═════ 提供本文

今後もケアマネの人材不足は進んでいきそうですし、ケアマネ難民の増加も避けられないでしょう。
介護予防支援は438単位から442単位となっていますが、包括を介さず、直接居宅介護支援事業所が契約する場合は472単位となっています。個人的には契約に包括が介入するメリットはほぼ内容に思うので、直接契約した方がいいでしょうね。これまで地域包括から委託という形でケアマネジメントしていた要支援の利用者も、直接契約に代わるケースが多くなるかもしれませんね。
また、今回オンラインモニタリングの一部解禁が決定しました。ただ、本人や家族、医師や関係機関の同意など、条件が多いため、スタートするまでのハードルが高いという印象も感じます。詳細はこちらの記事をご参照ください。
訪問介護
居宅介護支援と同様に人材不足が深刻な訪問介護。
訪問介護の報酬単価は以下のようになりました。
改定前 | 改定後 | 増減 | |
身体介護 30分未満 | 250単位 | 244単位 | -6単位 |
30分以上60分未満 | 396単位 | 387単位 | -9単位 |
生活援助 45分未満 | 183単位 | 179単位 | -4単位 |
45分以上 | 225単位 | 220単位 | -5単位 |
人材不足が深刻化し、新サービスを創設して訪問サービスの担い手を増やす計画までありました。大きな改定内容はなかったため、報酬単価は底上げされるのかと考えていました。
蓋を開けてみたらまさかのマイナス改定。これはかなり厳しいですね。
大規模化して特定事業所になるしかなさそうですが、それまで運営して事業所を大きくしていくこと自体難しそうな気もします。
処遇改善加算を底上げしたからいいでしょ、みたいなことを書いてありましたが。いやいや、そんなに上がってませんけど。
ちょっと今回はえげつないというか、これは厳しいですね。訪問介護をやりたいという人がいなくなってしまいます。
訪問介護に関しては、現在生活援助の介護保険サービス除外を検討する段階になっており、大きな影響が予想されます。
人材不足を補うために外国人介護士を訪問介護にも解禁することが決定されました。ただ、円安が進み諸外国と比べて低賃金な日本の介護労働。期待するだけの労働力の確保は難しいかもしれません。
訪問看護
訪問看護は以下のように改定されます。
訪問看護費 | 改定前 | 改定後 | 増減 |
30分未満 | 470単位 | 471単位 | +1単位 |
60分未満 | 821単位 | 823単位 | +2単位 |
90分未満 | 921単位 | 923単位 | +2単位 |
理学療法士、作業療法士又は言語聴覚士による訪問の場合 | 293単位 | 294単位 | +1単位 |
訪問看護はここ数年で事業所数が急激に増えています。ただ、そのサービスの質にはばらつきも大きいことから、質の高い事業所を評価していく流れを強化しているように思います。その質のひとつの指標として、専門性がクローズアップされています。

══════════

[作業指示]:
介護報酬改定に関する本文のうち、「また、今回オンラインモニタリ」から「そんなに上がってませんけど。」までの部分を一字一句違えずに書き写してください。 この後に続く資料は、本文とは別の出典から取られたものです。

═════ 資料一覧

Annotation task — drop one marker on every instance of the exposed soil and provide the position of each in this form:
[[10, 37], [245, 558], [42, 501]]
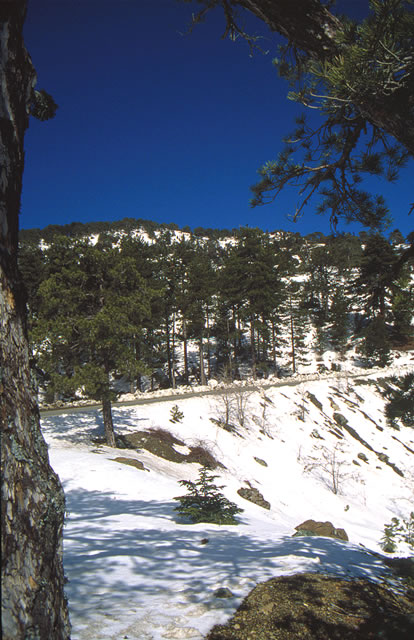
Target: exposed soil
[[320, 607]]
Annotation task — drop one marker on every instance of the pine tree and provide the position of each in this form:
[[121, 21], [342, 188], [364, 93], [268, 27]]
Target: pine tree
[[92, 313], [359, 79], [376, 274], [376, 343], [205, 502], [338, 317], [400, 401]]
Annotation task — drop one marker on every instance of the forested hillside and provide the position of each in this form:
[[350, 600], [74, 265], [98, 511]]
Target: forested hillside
[[161, 307]]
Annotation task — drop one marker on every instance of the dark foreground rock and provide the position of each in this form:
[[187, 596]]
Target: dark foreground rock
[[319, 607]]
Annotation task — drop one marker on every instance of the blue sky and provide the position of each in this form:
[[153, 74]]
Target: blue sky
[[158, 125]]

══════════

[本課題の解答]:
また、今回オンラインモニタリングの一部解禁が決定しました。ただ、本人や家族、医師や関係機関の同意など、条件が多いため、スタートするまでのハードルが高いという印象も感じます。詳細はこちらの記事をご参照ください。
訪問介護
居宅介護支援と同様に人材不足が深刻な訪問介護。
訪問介護の報酬単価は以下のようになりました。
改定前 | 改定後 | 増減 | |
身体介護 30分未満 | 250単位 | 244単位 | -6単位 |
30分以上60分未満 | 396単位 | 387単位 | -9単位 |
生活援助 45分未満 | 183単位 | 179単位 | -4単位 |
45分以上 | 225単位 | 220単位 | -5単位 |
人材不足が深刻化し、新サービスを創設して訪問サービスの担い手を増やす計画までありました。大きな改定内容はなかったため、報酬単価は底上げされるのかと考えていました。
蓋を開けてみたらまさかのマイナス改定。これはかなり厳しいですね。
大規模化して特定事業所になるしかなさそうですが、それまで運営して事業所を大きくしていくこと自体難しそうな気もします。
処遇改善加算を底上げしたからいいでしょ、みたいなことを書いてありましたが。いやいや、そんなに上がってませんけど。